BEGIN Exercise data

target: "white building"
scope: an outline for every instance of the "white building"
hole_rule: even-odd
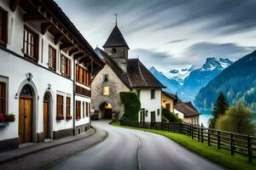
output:
[[[138,59],[128,59],[129,47],[117,26],[106,43],[104,51],[96,52],[105,65],[92,81],[92,109],[99,118],[111,118],[113,112],[124,114],[119,93],[134,91],[141,101],[139,122],[161,122],[161,88],[163,85]]]
[[[54,11],[54,13],[52,13]],[[0,2],[0,151],[90,128],[90,77],[102,66],[53,0]]]

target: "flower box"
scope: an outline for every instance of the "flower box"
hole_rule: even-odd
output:
[[[9,114],[5,115],[4,116],[4,122],[14,122],[15,121],[15,116],[14,114]]]
[[[63,116],[63,115],[57,115],[56,119],[57,119],[58,121],[64,120],[64,116]]]
[[[67,116],[66,119],[67,119],[67,121],[71,120],[71,119],[72,119],[72,116],[71,116],[71,115]]]

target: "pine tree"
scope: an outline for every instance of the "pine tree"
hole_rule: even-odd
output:
[[[228,109],[229,109],[228,101],[224,94],[222,92],[220,92],[213,105],[212,117],[210,118],[208,121],[209,128],[213,128],[215,127],[216,120],[220,116],[223,116]]]

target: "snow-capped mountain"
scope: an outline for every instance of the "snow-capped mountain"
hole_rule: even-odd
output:
[[[202,87],[232,64],[233,62],[229,59],[207,58],[206,63],[199,69],[189,66],[162,73],[154,67],[151,67],[149,71],[163,85],[167,87],[164,90],[171,93],[177,92],[183,100],[193,101]]]
[[[178,69],[178,70],[172,70],[167,73],[164,73],[168,78],[174,79],[177,81],[181,85],[184,83],[185,78],[190,74],[190,72],[194,70],[194,66],[190,65],[188,68]]]
[[[164,85],[166,87],[166,91],[170,93],[176,93],[181,85],[179,82],[172,78],[168,78],[162,72],[158,71],[154,66],[149,69],[149,71]]]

END Exercise data

### What the exercise asks
Can you swap every "target" in the data above for "label", changing nothing else and leaving the pictures out of your answer?

### Problem solution
label: "white building"
scope: an outline for every instance of the "white building"
hole_rule: even-odd
output:
[[[138,59],[128,59],[129,47],[117,26],[106,43],[104,51],[96,52],[105,65],[92,81],[92,109],[99,118],[111,118],[113,112],[124,114],[119,93],[134,91],[141,101],[139,122],[161,122],[161,88],[163,85]]]
[[[54,11],[54,13],[52,13]],[[0,2],[0,151],[90,128],[90,77],[102,66],[53,0]]]

label: "flower box"
scope: an outline for every instance of the "flower box"
hole_rule: even-odd
output:
[[[9,114],[5,115],[4,116],[4,122],[14,122],[15,121],[15,116],[14,114]]]
[[[63,116],[63,115],[57,115],[56,119],[57,119],[58,121],[64,120],[64,116]]]
[[[67,116],[66,119],[67,119],[67,121],[71,120],[71,119],[72,119],[72,116],[71,116],[71,115]]]

label: "pine tree"
scope: an outline for every instance of the "pine tree"
hole_rule: even-odd
output:
[[[228,109],[229,109],[228,101],[224,94],[222,92],[220,92],[213,105],[212,117],[210,118],[208,121],[209,128],[213,128],[215,127],[216,120],[220,116],[223,116]]]

label: "snow-capped mountain"
scope: an outline for every instance of the "snow-capped mountain"
hole_rule: even-odd
output:
[[[202,87],[232,64],[233,62],[229,59],[207,58],[206,63],[199,69],[189,66],[162,73],[154,67],[151,67],[149,71],[163,85],[167,87],[164,90],[171,93],[177,92],[183,100],[193,101]]]
[[[178,69],[178,70],[172,70],[167,73],[164,73],[168,78],[174,79],[177,81],[181,85],[184,83],[185,78],[190,74],[190,72],[194,70],[194,66],[190,65],[188,68]]]
[[[164,85],[166,87],[166,91],[170,93],[176,93],[181,85],[179,82],[172,78],[168,78],[162,72],[158,71],[154,66],[149,69],[149,71]]]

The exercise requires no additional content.